▸ **YANG DIMINTA**
Perbarui seluruh data berikut dengan mengganti setiap "bounding box" menjadi "enclosing box", dan biarkan bagian lainnya tetap sama.

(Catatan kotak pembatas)
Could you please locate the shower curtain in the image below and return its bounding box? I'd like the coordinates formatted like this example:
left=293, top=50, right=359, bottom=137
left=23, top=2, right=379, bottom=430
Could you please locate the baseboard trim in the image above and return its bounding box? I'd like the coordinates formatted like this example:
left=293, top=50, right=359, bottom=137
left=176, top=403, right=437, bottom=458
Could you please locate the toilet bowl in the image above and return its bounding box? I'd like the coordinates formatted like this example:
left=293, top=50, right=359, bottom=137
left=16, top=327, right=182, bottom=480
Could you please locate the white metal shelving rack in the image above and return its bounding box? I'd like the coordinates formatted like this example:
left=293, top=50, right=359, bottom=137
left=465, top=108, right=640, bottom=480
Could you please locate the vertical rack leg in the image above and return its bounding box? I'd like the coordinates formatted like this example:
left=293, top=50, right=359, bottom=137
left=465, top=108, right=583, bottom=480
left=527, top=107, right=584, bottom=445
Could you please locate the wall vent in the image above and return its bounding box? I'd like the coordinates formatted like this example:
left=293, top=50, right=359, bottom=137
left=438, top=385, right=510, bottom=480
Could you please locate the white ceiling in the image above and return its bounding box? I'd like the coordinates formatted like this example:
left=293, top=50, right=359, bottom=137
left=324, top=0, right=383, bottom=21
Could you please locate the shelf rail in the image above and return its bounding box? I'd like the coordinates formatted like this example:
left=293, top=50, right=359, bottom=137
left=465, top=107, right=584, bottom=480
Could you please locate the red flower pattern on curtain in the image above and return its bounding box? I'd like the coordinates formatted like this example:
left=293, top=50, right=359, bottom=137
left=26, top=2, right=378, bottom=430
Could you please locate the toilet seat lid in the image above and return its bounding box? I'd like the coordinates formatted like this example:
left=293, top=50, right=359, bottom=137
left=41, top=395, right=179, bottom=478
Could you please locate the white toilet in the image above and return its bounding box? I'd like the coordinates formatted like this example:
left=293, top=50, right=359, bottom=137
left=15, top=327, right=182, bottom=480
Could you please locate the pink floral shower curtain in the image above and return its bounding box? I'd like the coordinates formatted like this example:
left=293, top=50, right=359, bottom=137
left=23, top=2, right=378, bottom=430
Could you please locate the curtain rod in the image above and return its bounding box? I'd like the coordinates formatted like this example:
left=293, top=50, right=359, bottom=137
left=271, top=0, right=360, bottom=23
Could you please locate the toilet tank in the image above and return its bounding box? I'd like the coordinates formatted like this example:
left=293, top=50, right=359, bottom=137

▸ **HASIL LATIHAN**
Could you please locate the shower curtain in the image below and return its enclosing box? I'd like the coordinates formatted like this example:
left=293, top=50, right=359, bottom=137
left=23, top=2, right=379, bottom=430
Could you please locate the baseboard trim in the image above and return its enclosing box? I'd like the coordinates formatted like this example:
left=293, top=50, right=359, bottom=137
left=176, top=403, right=437, bottom=458
Could you please locate the toilet bowl in the image above and return its enclosing box? I'd like the coordinates formatted like this example:
left=293, top=50, right=359, bottom=137
left=16, top=327, right=182, bottom=480
Could you please locate the white metal shelving rack in the image above and return its enclosing box? I'd like the coordinates formatted like this example:
left=293, top=50, right=359, bottom=137
left=465, top=108, right=640, bottom=480
Could you please locate the vertical rack leg in the image above and return its enclosing box? I'd like the coordinates formatted like this example:
left=293, top=50, right=359, bottom=137
left=465, top=108, right=583, bottom=480
left=527, top=107, right=584, bottom=445
Could you please locate the wall vent in the image above and return its enclosing box? I'd like the coordinates formatted like this example:
left=293, top=50, right=359, bottom=137
left=438, top=385, right=510, bottom=480
Could you please locate the white ceiling in the image above and return its enclosing box? I'd like the coordinates formatted like this example:
left=293, top=50, right=359, bottom=137
left=324, top=0, right=383, bottom=21
Could you please locate the shelf rail in the image above and return its enclosing box? I'd like the coordinates formatted like this example:
left=293, top=50, right=359, bottom=137
left=465, top=107, right=584, bottom=480
Could you please locate the red flower pattern on curtain in the image above and return its enclosing box? I'd like the coordinates formatted like this example:
left=293, top=50, right=359, bottom=137
left=26, top=2, right=378, bottom=430
Could you please locate the toilet seat lid in the image above and return its enclosing box? I'd like the coordinates formatted like this example:
left=293, top=50, right=359, bottom=137
left=41, top=395, right=179, bottom=478
Could you please locate the white toilet in the image above and return its enclosing box? I'd like the coordinates formatted like this example:
left=293, top=50, right=359, bottom=137
left=15, top=327, right=182, bottom=480
Could you please locate the pink floral shower curtain in the image above and return its enclosing box? I'd like the coordinates formatted like this example:
left=293, top=50, right=359, bottom=137
left=23, top=2, right=378, bottom=430
Could you please locate the curtain rod in the image above and return its enclosing box? I'd like the coordinates formatted like this example:
left=293, top=50, right=359, bottom=137
left=271, top=0, right=360, bottom=23
Could you please locate the toilet tank in the image above and return its enclosing box? I'd like the coordinates formatted like this example:
left=293, top=50, right=359, bottom=137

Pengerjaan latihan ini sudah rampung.